====== Given entries ======

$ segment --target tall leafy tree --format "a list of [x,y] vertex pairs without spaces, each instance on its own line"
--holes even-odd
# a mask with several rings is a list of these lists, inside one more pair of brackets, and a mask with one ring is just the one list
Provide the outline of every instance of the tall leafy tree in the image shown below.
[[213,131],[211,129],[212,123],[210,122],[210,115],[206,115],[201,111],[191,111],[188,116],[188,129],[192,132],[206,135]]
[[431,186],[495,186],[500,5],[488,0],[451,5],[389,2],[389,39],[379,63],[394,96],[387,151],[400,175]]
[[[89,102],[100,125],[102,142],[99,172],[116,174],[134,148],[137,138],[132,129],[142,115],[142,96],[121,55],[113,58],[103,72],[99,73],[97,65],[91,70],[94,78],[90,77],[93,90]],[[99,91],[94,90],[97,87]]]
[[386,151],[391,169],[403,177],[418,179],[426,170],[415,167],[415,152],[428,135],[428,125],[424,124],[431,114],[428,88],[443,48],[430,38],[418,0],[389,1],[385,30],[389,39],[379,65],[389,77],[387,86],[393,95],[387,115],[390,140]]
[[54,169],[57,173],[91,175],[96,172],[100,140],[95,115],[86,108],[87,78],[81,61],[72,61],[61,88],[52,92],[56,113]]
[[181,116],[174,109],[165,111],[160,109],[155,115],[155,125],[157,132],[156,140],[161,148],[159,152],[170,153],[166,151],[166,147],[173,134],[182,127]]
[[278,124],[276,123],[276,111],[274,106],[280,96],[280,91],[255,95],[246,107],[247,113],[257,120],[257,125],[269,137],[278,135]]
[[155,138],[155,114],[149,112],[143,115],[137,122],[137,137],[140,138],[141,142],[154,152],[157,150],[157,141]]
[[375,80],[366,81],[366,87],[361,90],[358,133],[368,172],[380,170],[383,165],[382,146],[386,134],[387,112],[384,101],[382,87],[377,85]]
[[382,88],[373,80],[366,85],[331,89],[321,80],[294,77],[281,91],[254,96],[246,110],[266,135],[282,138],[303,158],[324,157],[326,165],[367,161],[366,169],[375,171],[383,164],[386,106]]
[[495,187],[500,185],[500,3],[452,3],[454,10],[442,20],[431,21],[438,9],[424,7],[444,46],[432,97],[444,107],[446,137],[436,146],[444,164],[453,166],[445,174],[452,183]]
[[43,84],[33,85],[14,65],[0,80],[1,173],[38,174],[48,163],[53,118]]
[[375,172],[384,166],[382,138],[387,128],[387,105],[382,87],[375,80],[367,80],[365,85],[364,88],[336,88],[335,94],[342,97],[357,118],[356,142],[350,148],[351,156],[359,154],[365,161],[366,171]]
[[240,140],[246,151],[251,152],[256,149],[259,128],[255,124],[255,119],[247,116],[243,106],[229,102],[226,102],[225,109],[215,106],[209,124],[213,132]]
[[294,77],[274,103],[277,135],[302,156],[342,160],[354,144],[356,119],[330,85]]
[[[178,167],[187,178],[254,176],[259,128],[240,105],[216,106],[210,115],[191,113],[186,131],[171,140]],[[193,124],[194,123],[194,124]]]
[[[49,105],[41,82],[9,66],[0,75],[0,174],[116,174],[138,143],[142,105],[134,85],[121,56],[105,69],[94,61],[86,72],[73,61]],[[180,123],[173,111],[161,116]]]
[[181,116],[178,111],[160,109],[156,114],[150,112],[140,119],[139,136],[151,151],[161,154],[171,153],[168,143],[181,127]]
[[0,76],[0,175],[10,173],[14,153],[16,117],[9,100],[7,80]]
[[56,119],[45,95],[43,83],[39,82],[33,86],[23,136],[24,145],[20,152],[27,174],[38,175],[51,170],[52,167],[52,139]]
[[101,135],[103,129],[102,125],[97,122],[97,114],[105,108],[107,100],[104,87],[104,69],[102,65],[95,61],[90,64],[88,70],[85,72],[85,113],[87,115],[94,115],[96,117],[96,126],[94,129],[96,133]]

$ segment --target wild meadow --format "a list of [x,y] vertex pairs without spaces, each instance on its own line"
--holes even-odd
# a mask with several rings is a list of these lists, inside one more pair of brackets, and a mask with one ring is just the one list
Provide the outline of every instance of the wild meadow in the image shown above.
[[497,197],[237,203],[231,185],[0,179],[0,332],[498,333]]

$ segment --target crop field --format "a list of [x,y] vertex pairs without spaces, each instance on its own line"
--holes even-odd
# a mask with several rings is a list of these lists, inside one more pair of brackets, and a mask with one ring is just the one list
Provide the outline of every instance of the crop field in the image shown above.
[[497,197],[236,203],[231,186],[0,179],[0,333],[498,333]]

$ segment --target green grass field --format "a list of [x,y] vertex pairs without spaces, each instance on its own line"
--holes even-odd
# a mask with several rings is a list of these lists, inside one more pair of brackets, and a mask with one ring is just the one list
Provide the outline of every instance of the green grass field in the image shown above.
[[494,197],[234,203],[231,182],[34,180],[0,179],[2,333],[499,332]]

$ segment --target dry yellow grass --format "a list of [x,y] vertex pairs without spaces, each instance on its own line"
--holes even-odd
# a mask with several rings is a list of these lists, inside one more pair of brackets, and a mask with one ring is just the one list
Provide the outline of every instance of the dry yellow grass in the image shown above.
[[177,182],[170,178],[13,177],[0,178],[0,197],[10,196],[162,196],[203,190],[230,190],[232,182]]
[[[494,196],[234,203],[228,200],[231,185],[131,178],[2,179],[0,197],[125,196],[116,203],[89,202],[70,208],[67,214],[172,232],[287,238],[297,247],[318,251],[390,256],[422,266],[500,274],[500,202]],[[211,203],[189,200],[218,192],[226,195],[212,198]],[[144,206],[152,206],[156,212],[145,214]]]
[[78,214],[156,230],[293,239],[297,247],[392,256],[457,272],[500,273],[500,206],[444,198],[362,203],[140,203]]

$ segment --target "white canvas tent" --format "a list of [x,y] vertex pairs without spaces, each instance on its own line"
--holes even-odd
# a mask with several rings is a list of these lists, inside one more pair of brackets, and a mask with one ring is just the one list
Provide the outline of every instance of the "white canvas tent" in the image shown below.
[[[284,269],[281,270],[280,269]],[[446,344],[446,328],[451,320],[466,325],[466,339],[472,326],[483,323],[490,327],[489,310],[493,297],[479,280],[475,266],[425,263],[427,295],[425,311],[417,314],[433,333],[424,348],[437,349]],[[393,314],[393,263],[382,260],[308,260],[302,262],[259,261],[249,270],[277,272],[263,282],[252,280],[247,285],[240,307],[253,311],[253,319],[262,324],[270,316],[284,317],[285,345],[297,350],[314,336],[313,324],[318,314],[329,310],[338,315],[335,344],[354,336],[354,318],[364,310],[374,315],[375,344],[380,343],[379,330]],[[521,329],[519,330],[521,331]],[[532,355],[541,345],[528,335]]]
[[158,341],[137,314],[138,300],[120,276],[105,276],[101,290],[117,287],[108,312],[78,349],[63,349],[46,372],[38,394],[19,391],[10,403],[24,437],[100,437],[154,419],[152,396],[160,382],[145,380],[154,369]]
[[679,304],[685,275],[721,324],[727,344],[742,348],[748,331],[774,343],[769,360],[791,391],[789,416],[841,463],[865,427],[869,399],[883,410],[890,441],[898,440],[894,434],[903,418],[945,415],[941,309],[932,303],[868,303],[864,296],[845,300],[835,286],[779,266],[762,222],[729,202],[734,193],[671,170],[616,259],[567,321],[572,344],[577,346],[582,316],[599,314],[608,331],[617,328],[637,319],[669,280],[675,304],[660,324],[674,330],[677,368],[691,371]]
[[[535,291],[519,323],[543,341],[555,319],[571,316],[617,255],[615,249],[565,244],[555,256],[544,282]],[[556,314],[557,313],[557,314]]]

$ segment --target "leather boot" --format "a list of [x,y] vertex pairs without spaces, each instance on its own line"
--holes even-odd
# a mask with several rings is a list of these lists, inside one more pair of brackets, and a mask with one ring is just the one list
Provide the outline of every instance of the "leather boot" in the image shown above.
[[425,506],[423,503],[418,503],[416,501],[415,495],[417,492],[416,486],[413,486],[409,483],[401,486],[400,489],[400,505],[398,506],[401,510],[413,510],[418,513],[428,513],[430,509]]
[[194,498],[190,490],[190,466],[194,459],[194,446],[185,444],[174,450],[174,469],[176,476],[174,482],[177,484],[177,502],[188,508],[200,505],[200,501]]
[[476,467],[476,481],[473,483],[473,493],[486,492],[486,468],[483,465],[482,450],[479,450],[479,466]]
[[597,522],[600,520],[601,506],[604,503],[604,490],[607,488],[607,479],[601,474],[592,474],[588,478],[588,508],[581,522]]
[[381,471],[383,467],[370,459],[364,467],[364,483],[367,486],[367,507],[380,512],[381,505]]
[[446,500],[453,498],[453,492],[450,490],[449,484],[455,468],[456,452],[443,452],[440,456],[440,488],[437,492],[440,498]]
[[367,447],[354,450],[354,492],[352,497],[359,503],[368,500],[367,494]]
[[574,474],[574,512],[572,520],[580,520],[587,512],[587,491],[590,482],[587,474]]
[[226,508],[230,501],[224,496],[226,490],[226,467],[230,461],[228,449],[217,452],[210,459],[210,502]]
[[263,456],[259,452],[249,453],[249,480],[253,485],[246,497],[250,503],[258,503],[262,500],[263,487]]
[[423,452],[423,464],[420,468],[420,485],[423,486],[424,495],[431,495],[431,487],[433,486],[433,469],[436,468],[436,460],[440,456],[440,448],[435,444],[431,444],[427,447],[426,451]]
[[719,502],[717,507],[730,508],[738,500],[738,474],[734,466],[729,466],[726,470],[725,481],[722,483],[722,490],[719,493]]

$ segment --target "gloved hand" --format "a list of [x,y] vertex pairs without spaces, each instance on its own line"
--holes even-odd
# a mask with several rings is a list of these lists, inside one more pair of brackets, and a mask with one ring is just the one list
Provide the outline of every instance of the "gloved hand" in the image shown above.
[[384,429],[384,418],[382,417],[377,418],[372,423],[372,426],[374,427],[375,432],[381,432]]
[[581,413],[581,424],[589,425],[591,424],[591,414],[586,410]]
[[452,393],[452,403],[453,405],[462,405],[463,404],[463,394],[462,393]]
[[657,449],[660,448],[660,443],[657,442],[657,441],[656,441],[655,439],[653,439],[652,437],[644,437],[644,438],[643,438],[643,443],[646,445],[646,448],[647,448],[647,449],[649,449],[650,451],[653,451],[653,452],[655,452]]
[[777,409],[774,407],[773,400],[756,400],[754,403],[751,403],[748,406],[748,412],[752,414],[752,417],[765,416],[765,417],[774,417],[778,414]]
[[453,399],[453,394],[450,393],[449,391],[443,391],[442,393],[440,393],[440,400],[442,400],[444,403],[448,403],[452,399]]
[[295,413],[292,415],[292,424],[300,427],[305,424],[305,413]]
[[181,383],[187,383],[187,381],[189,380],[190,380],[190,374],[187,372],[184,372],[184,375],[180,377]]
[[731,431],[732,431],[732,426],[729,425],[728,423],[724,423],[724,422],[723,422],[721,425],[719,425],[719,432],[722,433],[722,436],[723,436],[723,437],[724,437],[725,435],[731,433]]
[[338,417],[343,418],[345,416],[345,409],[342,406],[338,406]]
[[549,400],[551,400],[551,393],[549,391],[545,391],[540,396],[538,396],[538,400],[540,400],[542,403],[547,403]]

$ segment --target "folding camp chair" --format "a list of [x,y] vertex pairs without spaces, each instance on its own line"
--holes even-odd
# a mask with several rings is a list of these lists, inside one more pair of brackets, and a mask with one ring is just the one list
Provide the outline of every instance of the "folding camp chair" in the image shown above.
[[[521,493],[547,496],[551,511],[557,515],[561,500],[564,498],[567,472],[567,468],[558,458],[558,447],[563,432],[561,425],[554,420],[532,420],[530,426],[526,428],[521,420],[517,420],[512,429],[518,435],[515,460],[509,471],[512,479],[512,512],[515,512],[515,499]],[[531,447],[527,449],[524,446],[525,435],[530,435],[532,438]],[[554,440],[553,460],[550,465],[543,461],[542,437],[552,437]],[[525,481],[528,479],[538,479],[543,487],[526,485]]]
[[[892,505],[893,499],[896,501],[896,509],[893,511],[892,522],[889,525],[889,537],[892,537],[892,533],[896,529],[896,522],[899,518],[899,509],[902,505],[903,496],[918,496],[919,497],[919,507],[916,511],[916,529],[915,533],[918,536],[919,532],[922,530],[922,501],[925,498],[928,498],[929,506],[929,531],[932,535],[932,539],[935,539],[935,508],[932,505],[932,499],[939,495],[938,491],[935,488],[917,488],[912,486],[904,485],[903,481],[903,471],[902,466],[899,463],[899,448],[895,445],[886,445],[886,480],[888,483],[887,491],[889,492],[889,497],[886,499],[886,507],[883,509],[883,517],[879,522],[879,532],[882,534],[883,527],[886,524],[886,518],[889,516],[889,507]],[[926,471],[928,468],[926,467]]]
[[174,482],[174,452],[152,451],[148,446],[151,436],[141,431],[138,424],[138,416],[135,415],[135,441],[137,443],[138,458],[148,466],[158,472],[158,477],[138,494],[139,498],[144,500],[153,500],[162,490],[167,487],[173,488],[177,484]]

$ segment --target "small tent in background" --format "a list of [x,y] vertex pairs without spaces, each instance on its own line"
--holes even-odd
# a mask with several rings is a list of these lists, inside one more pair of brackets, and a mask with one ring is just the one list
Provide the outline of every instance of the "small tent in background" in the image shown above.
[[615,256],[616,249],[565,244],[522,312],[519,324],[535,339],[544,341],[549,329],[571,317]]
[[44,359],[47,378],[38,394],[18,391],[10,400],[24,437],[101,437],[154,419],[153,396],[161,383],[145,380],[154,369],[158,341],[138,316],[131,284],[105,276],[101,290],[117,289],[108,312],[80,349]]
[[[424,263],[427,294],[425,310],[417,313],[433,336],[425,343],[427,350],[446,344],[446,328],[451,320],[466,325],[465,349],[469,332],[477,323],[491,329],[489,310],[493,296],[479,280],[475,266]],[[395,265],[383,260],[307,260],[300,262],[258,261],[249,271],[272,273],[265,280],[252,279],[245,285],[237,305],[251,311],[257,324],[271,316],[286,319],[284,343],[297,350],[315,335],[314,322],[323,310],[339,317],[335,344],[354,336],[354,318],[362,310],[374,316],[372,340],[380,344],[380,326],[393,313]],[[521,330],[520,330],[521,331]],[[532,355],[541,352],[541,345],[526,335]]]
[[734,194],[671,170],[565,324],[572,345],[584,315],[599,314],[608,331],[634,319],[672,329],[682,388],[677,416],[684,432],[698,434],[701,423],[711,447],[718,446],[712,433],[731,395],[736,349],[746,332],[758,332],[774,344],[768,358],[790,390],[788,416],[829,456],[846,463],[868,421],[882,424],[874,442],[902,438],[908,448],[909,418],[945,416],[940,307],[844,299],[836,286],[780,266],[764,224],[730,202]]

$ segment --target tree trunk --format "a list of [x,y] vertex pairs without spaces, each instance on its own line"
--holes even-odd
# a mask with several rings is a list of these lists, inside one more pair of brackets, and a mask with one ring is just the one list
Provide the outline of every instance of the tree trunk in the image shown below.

======

[Exercise objective] Look through the entries above, find each line containing "trunk", and copy it.

[Response to this task]
$ segment --target tree trunk --format "a list of [x,y] vertex pairs without spaces, each instance on its own line"
Provide the outline of every instance of the tree trunk in the image shown below.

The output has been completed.